_TASK TO COMPLETE_
Give back the whole listing word for word and skip each picture.
───── LISTED ENTRIES
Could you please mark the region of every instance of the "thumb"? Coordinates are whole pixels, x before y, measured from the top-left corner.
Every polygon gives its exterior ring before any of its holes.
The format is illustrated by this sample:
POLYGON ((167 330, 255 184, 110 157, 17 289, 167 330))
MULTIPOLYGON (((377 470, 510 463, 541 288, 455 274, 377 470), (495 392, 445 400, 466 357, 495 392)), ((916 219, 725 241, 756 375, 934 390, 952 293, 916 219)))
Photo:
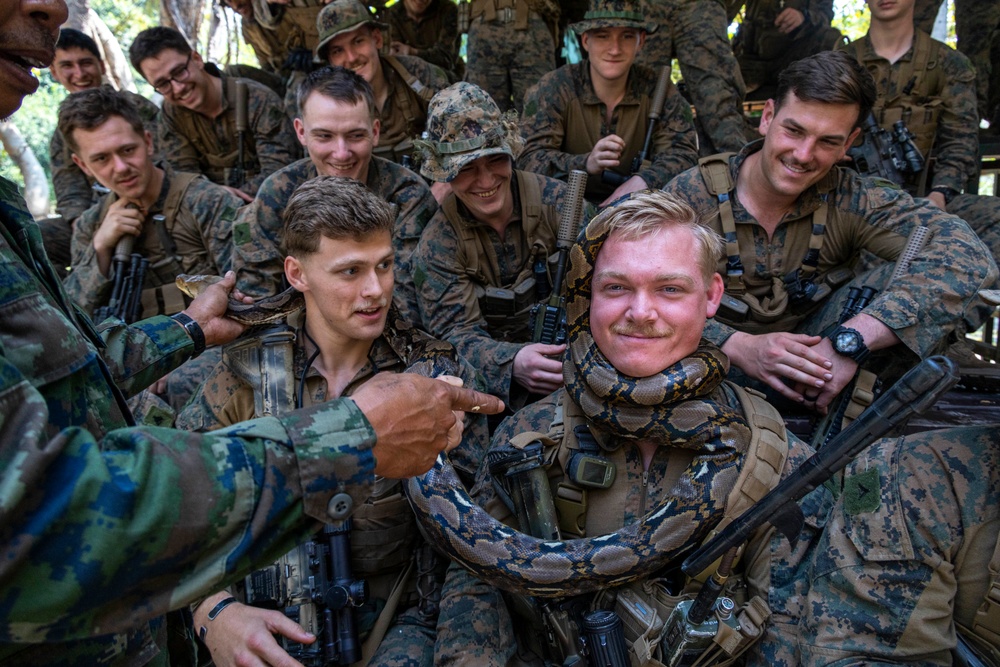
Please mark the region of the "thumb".
POLYGON ((281 612, 270 616, 267 620, 268 630, 274 634, 280 634, 292 641, 302 644, 311 644, 316 641, 316 636, 302 629, 302 626, 288 618, 281 612))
──────────
_TASK ANSWER_
Could you please mark the region of every instance of the "thumb"? Coordinates are whole pixels, x before y, measured from the top-left corner.
Every polygon gives its exterior ring before any of its holes.
The format is illustrated by this sample:
POLYGON ((167 330, 255 184, 110 157, 17 289, 167 330))
MULTIPOLYGON (((377 470, 510 463, 541 288, 455 274, 377 470), (495 392, 445 400, 466 357, 495 392)), ((916 219, 725 241, 756 375, 934 390, 952 293, 916 219)))
Photo:
Please mark the region of the "thumb".
POLYGON ((281 612, 270 616, 267 620, 268 630, 274 634, 280 634, 292 641, 302 644, 311 644, 316 641, 316 636, 302 629, 302 626, 288 618, 281 612))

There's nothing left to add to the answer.